• [DESCRIPTION OF THE TASK]
Transcribe the lines below verbatim, skipping the images.

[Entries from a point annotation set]
— Begin —

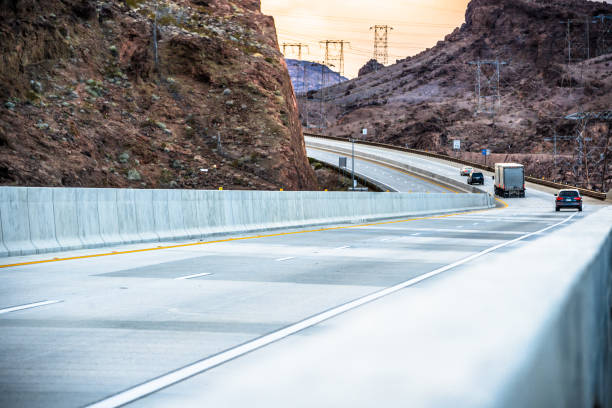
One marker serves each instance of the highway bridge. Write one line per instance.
(483, 304)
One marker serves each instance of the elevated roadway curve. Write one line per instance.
(197, 326)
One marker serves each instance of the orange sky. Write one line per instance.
(417, 24)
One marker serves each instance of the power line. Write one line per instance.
(381, 43)
(334, 52)
(293, 46)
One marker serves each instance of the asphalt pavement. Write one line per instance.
(114, 322)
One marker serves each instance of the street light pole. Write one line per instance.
(353, 160)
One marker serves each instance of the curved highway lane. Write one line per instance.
(135, 328)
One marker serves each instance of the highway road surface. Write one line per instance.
(175, 327)
(393, 179)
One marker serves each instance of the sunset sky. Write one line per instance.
(418, 24)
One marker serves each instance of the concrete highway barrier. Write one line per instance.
(38, 220)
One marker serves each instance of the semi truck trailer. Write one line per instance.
(509, 180)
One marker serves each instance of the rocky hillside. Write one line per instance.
(93, 95)
(428, 100)
(308, 76)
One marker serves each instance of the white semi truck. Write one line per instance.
(509, 180)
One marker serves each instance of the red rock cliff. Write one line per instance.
(93, 96)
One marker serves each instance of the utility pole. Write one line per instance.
(293, 46)
(381, 43)
(334, 52)
(353, 164)
(583, 119)
(487, 89)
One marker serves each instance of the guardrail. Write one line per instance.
(534, 180)
(361, 179)
(41, 219)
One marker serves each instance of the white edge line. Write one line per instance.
(199, 367)
(29, 306)
(193, 276)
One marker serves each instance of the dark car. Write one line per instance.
(568, 199)
(476, 178)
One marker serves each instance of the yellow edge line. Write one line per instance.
(135, 251)
(391, 168)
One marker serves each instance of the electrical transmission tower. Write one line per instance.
(381, 43)
(334, 52)
(292, 47)
(584, 159)
(487, 85)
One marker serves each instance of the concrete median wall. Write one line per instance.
(38, 220)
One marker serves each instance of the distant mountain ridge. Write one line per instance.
(311, 76)
(429, 100)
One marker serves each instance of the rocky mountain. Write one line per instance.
(143, 93)
(310, 76)
(428, 100)
(371, 66)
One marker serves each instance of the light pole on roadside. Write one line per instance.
(353, 162)
(364, 132)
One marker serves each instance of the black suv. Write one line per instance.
(476, 178)
(568, 199)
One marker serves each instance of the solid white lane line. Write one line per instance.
(29, 306)
(463, 231)
(193, 276)
(199, 367)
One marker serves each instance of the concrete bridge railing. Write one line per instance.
(39, 220)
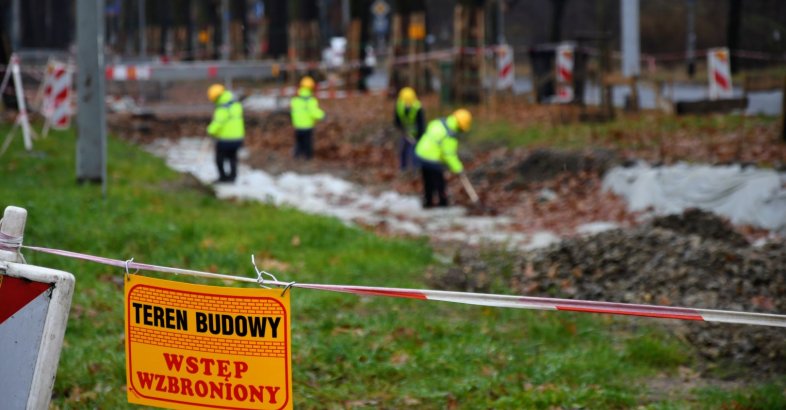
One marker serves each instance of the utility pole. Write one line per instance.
(225, 47)
(500, 22)
(16, 30)
(142, 29)
(631, 66)
(91, 115)
(690, 49)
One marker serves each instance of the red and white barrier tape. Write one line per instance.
(480, 299)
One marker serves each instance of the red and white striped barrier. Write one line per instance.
(505, 68)
(479, 299)
(719, 73)
(564, 73)
(56, 104)
(13, 71)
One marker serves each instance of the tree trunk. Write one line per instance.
(558, 11)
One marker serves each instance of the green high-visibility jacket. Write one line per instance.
(304, 110)
(408, 117)
(227, 123)
(439, 144)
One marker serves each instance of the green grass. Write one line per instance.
(348, 351)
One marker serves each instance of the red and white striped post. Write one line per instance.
(719, 73)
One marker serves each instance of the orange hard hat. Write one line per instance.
(407, 95)
(307, 82)
(464, 119)
(214, 91)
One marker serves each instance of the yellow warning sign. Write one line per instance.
(193, 346)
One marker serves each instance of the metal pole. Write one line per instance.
(225, 45)
(690, 52)
(500, 22)
(16, 30)
(630, 38)
(91, 115)
(13, 226)
(142, 29)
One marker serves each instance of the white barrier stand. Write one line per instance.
(33, 318)
(21, 119)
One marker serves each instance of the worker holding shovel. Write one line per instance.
(437, 150)
(228, 129)
(410, 120)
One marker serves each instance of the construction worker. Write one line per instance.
(305, 113)
(228, 129)
(437, 150)
(410, 119)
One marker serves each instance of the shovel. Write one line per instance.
(473, 196)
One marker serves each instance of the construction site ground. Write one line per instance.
(696, 259)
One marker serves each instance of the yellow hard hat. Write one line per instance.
(464, 119)
(307, 82)
(407, 95)
(214, 91)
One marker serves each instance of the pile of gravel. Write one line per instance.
(694, 260)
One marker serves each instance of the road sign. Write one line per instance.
(196, 346)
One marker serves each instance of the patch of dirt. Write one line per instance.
(650, 264)
(690, 260)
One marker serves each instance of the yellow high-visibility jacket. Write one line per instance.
(439, 144)
(305, 111)
(408, 118)
(227, 123)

— End —

• [TASK ANSWER]
One marker serves each instance of the highway bridge. Write one line per instance.
(483, 304)
One marker serves each instance of the elevated roadway curve. Write one line per instance.
(197, 326)
One marker serves each instance of the orange sky. Write one line per instance.
(417, 24)
One marker serves each instance of the power line. Write one line per instance.
(381, 43)
(334, 52)
(293, 46)
One marker serves each instance of the asphalt pavement. Write one line per instance.
(114, 322)
One marker serves each instance of the street light pole. Write one line per instance.
(353, 160)
One marker serves each instance of the curved highway lane. Write one line per instance.
(135, 328)
One marker serves each instance of the highway road surface. Write one line per instance.
(175, 327)
(393, 179)
One marker serves each instance of the sunset sky. Write one line per instance.
(418, 24)
One marker serves each instance of the concrete highway barrier. Write one line per instance.
(38, 220)
One marker serves each instance of the semi truck trailer. Write one line per instance.
(509, 180)
One marker serves each instance of the rocky hillside. Write one line per instance.
(93, 95)
(428, 100)
(308, 76)
One marker serves each instance of the white semi truck. Write one line per instance.
(509, 180)
One marker serves each instance of the red rock cliff. Write one line per instance.
(93, 96)
One marker serves each instance of the utility pole. Write one line per instance.
(293, 46)
(381, 43)
(334, 52)
(353, 164)
(583, 119)
(487, 89)
One marker serves each instance of the guardrail. Write one line per instance.
(534, 180)
(361, 179)
(41, 219)
One marker serves each instance of the white edge line. Write one line per instance.
(199, 367)
(29, 306)
(193, 276)
One marker serves each instance of the dark car. Write one line per instance.
(568, 199)
(476, 178)
One marker serves each instance of the yellow edge line. Write one line per instance.
(135, 251)
(391, 168)
One marker serves each instance of the electrical transmission tower. Write one line per instance.
(381, 43)
(334, 52)
(292, 47)
(584, 159)
(487, 85)
One marker serves each instance of the concrete median wall. Write one line per instance.
(38, 220)
One marker serves each instance of the distant mountain ridge. Write one line per instance.
(311, 76)
(429, 100)
One marker serves each instance of the rocky mountain. Write one line per instance.
(143, 93)
(310, 76)
(428, 100)
(371, 66)
One marker serves each instance of the light pole on roadside. Write one line per instance.
(353, 162)
(364, 132)
One marker serves each instance of the black suv. Write one line per instance.
(476, 178)
(568, 199)
One marker serves each instance of the solid white lane line. Write one line per instance.
(29, 306)
(463, 231)
(193, 276)
(199, 367)
One marker serves each instance of the concrete bridge railing. Write one line per instance.
(39, 220)
One marker serves each instance of the utility pole. Write one line per instance.
(225, 47)
(500, 22)
(16, 30)
(142, 29)
(631, 66)
(91, 115)
(690, 49)
One marker serves each instance of the red and white barrier tape. Write one line per instance.
(480, 299)
One marker serves each instance of the red and white striped barrier. Write one line per instance.
(505, 68)
(479, 299)
(719, 73)
(564, 73)
(56, 104)
(13, 71)
One marker serves each instance of the tree trunk. Write one line per instance.
(558, 11)
One marker serves each instance of the green high-visibility jacket. Write one line per instance.
(304, 110)
(408, 117)
(227, 123)
(439, 144)
One marker serves each instance of the green grass. Write one line per instance.
(348, 351)
One marker serves each instance of the red and white striped post. Write one line per instance.
(719, 73)
One marker serves each instance of the orange hard hat. Write one line per instance.
(407, 95)
(307, 82)
(464, 119)
(214, 91)
One marker serves each instance of the yellow warning sign. Write one line per instance.
(193, 346)
One marker serves each instance of the metal pole. Write one line per instance.
(225, 45)
(690, 52)
(500, 22)
(16, 30)
(630, 38)
(91, 115)
(13, 226)
(142, 29)
One marker serves each instance of the white barrier stand. Write one line per instance.
(33, 318)
(21, 119)
One marker serves each instance of the worker holding shovel. Write one line per instance.
(437, 150)
(228, 129)
(410, 120)
One marker serves each instance of the construction worker. Write one line per instance.
(305, 113)
(228, 129)
(437, 150)
(410, 119)
One marker serves each instance of the shovel. Write one line per instance.
(473, 196)
One marker serves each instance of the construction site ground. Write one line per instance.
(696, 259)
One marker serves each instance of the yellow hard hat. Write one line per instance.
(464, 119)
(307, 82)
(407, 95)
(214, 91)
One marker serves each instance of the pile of gravel. Write one line per instance.
(694, 260)
One marker serves each instance of the road sign. Write one line per instance.
(196, 346)
One marker serves each instance of the patch of dirt. Write one line per instance.
(650, 264)
(690, 260)
One marker serves each instance of the yellow high-visibility jacket. Write one line per instance.
(439, 144)
(305, 111)
(408, 118)
(227, 123)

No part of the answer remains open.